- **WHAT YOU ARE ASKED TO DO**
Each record is to be copied exactly as written.
..........
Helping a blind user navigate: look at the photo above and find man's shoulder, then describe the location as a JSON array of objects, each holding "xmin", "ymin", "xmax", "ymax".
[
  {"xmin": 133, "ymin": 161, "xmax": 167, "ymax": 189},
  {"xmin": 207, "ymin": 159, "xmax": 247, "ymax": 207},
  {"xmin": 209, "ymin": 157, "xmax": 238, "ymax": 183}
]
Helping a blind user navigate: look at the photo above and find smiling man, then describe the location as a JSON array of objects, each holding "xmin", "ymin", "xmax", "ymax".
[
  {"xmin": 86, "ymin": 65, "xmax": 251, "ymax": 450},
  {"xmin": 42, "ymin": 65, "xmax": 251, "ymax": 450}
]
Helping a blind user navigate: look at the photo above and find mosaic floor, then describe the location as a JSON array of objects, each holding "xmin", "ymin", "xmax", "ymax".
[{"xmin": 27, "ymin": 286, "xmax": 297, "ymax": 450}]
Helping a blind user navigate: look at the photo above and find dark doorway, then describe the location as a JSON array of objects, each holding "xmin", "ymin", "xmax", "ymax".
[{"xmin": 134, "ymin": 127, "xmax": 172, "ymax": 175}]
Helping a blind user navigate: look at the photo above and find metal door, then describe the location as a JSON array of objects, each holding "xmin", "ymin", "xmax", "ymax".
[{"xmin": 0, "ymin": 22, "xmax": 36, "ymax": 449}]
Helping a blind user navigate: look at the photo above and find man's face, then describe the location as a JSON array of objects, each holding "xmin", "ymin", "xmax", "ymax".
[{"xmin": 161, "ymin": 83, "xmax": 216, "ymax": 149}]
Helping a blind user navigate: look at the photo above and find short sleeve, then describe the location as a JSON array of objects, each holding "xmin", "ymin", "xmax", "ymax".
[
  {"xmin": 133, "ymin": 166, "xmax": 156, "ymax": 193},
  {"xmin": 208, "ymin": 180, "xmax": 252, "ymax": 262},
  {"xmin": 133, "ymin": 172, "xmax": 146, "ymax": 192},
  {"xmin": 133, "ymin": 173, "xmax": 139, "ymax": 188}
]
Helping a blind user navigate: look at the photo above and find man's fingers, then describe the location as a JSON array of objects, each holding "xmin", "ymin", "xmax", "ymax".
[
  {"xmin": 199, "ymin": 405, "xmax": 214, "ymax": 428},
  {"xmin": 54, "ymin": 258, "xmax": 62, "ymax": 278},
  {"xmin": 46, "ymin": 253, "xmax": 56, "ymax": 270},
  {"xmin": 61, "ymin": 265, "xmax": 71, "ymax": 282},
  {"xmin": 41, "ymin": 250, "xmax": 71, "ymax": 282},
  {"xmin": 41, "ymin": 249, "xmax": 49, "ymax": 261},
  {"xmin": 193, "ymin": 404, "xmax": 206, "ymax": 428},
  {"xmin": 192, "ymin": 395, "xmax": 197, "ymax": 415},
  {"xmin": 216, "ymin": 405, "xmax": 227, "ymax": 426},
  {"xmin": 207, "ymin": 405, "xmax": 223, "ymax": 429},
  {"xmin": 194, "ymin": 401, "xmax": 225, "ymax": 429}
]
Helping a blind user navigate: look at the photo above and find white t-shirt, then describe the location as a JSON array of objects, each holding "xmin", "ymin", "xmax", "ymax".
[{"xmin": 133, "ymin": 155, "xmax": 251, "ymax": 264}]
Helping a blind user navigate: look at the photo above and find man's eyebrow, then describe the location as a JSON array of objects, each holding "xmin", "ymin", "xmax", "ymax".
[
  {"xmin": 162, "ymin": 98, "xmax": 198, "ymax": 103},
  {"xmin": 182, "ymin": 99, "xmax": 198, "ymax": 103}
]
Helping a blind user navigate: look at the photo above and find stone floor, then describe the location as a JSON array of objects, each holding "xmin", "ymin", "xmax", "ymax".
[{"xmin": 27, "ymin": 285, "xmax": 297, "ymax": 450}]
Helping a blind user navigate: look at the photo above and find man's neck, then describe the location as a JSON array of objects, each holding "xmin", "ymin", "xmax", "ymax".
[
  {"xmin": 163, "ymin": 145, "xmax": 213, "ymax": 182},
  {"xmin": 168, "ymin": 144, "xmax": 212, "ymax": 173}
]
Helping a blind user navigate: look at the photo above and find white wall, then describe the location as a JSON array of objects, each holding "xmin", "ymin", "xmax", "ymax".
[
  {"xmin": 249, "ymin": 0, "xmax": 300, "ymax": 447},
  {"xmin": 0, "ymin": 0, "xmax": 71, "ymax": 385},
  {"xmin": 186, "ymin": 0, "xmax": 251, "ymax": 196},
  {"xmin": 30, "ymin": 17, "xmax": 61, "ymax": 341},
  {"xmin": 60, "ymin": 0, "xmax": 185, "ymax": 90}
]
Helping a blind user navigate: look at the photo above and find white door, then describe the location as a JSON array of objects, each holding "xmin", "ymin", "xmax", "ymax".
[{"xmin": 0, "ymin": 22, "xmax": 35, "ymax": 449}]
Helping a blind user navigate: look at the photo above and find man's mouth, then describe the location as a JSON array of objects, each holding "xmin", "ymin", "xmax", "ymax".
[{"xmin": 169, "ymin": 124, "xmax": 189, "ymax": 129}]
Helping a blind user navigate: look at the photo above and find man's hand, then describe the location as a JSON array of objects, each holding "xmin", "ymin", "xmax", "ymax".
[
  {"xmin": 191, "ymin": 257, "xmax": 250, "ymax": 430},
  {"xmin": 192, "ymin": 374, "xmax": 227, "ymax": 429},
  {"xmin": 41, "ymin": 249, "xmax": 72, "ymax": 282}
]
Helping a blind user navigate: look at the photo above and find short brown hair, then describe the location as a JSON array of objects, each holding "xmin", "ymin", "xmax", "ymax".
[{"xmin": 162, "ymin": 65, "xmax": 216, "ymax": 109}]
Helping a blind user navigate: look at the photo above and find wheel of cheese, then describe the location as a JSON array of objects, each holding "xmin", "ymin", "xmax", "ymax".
..........
- **RESPONSE TO THE EXERCISE**
Helping a blind user navigate: look at the photo above and find man's shoulder, then describe the location as a JSON array of objects, each holding "xmin", "ymin", "xmax", "ymax".
[
  {"xmin": 133, "ymin": 161, "xmax": 167, "ymax": 189},
  {"xmin": 207, "ymin": 159, "xmax": 247, "ymax": 207},
  {"xmin": 209, "ymin": 157, "xmax": 238, "ymax": 183}
]
Helping a blind user navigate: look at the photo above and find smiling man, then describe the location as a JSON array of objects, each holding "xmin", "ymin", "xmax", "ymax".
[
  {"xmin": 86, "ymin": 65, "xmax": 251, "ymax": 450},
  {"xmin": 42, "ymin": 65, "xmax": 251, "ymax": 450}
]
Helping a blind user navigate: look at the photo above and find mosaic floor, then describe the location as a JSON array of objects, each holding "xmin", "ymin", "xmax", "ymax".
[{"xmin": 27, "ymin": 286, "xmax": 297, "ymax": 450}]
Helping a blind user navigate: look at the photo above and find dark doorway, then describe the location as a JSON array of objects, each holding "xmin", "ymin", "xmax", "ymax".
[{"xmin": 134, "ymin": 127, "xmax": 172, "ymax": 175}]
Helping a blind user navigate: look at the photo above and find metal door, then describe the location as a JSON array of objects, each holding "xmin", "ymin", "xmax", "ymax".
[{"xmin": 0, "ymin": 22, "xmax": 36, "ymax": 449}]
Helping a blind user navigate: look at the photo above and find man's face, then describe the location as a JSON array of objects, each holding "xmin", "ymin", "xmax", "ymax".
[{"xmin": 161, "ymin": 83, "xmax": 216, "ymax": 149}]
Helping a blind user navigate: look at the photo above and find short sleeve, then describe the location as a JSON array of objects, each holding "xmin", "ymin", "xmax", "ymax".
[
  {"xmin": 133, "ymin": 166, "xmax": 156, "ymax": 193},
  {"xmin": 208, "ymin": 180, "xmax": 252, "ymax": 262},
  {"xmin": 133, "ymin": 172, "xmax": 146, "ymax": 192},
  {"xmin": 133, "ymin": 173, "xmax": 139, "ymax": 188}
]
Helping a blind user navigate: look at the photo above and find man's fingers, then describe the location as a JSON array of objects, each holding "xmin", "ymin", "xmax", "ymax".
[
  {"xmin": 199, "ymin": 405, "xmax": 214, "ymax": 428},
  {"xmin": 54, "ymin": 258, "xmax": 62, "ymax": 278},
  {"xmin": 46, "ymin": 253, "xmax": 56, "ymax": 270},
  {"xmin": 61, "ymin": 265, "xmax": 71, "ymax": 282},
  {"xmin": 41, "ymin": 250, "xmax": 71, "ymax": 282},
  {"xmin": 41, "ymin": 249, "xmax": 49, "ymax": 261},
  {"xmin": 193, "ymin": 404, "xmax": 206, "ymax": 428},
  {"xmin": 192, "ymin": 395, "xmax": 197, "ymax": 415},
  {"xmin": 216, "ymin": 405, "xmax": 227, "ymax": 426},
  {"xmin": 207, "ymin": 405, "xmax": 223, "ymax": 429},
  {"xmin": 194, "ymin": 401, "xmax": 225, "ymax": 429}
]
Helping a blind user navigate: look at the photo above and find white t-shirt, then describe the location as a JSON array of objects, each holding "xmin", "ymin", "xmax", "ymax".
[{"xmin": 133, "ymin": 155, "xmax": 251, "ymax": 264}]
Helping a blind user navigate: look at the photo above and find man's eyebrow, then describe the location as a JSON array of objects, each holding "xmin", "ymin", "xmax", "ymax".
[
  {"xmin": 162, "ymin": 98, "xmax": 198, "ymax": 103},
  {"xmin": 182, "ymin": 99, "xmax": 198, "ymax": 103}
]
Helping a blind user navigate: look at the photo above and find stone floor, then describe the location as a JSON array of objects, each holding "xmin", "ymin", "xmax", "ymax".
[{"xmin": 27, "ymin": 285, "xmax": 297, "ymax": 450}]
Helping a blind user navigate: look at the photo above and find man's neck, then describe the location as a JSON array of objects, each holding "xmin", "ymin", "xmax", "ymax".
[
  {"xmin": 163, "ymin": 145, "xmax": 213, "ymax": 182},
  {"xmin": 168, "ymin": 144, "xmax": 212, "ymax": 173}
]
Helping a blind user navigate: look at the photo above and find white wall, then describe the location as a JSON array of objects, each holding "xmin", "ymin", "xmax", "ymax".
[
  {"xmin": 249, "ymin": 0, "xmax": 300, "ymax": 447},
  {"xmin": 0, "ymin": 0, "xmax": 71, "ymax": 385},
  {"xmin": 186, "ymin": 0, "xmax": 251, "ymax": 196},
  {"xmin": 30, "ymin": 17, "xmax": 61, "ymax": 341},
  {"xmin": 60, "ymin": 0, "xmax": 185, "ymax": 90}
]
Helping a blind user navigate: look at the photo above and find white door, then describe the location as a JSON array of objects, each holding "xmin", "ymin", "xmax", "ymax".
[{"xmin": 0, "ymin": 22, "xmax": 35, "ymax": 449}]
Helping a blind user navigate: look at the photo above and find man's mouth, then describe the location as a JSON array of objects, each holding "xmin", "ymin", "xmax", "ymax".
[{"xmin": 169, "ymin": 124, "xmax": 189, "ymax": 129}]
Helping a blind user navigate: look at the photo above and find man's hand, then describe the location as a JSON array of objects, each holding "xmin", "ymin", "xmax", "ymax".
[
  {"xmin": 191, "ymin": 257, "xmax": 250, "ymax": 430},
  {"xmin": 192, "ymin": 374, "xmax": 227, "ymax": 429},
  {"xmin": 41, "ymin": 249, "xmax": 72, "ymax": 282}
]
Helping a blind user navigate: look at the photo above and find short brown hair, then describe the location as a JSON array of objects, each holding "xmin", "ymin", "xmax", "ymax".
[{"xmin": 162, "ymin": 65, "xmax": 216, "ymax": 109}]
Helping a blind user navigate: look at the photo above and find wheel of cheese, then describe the location as a JSON array of objects, each holding "xmin", "ymin", "xmax", "ymax".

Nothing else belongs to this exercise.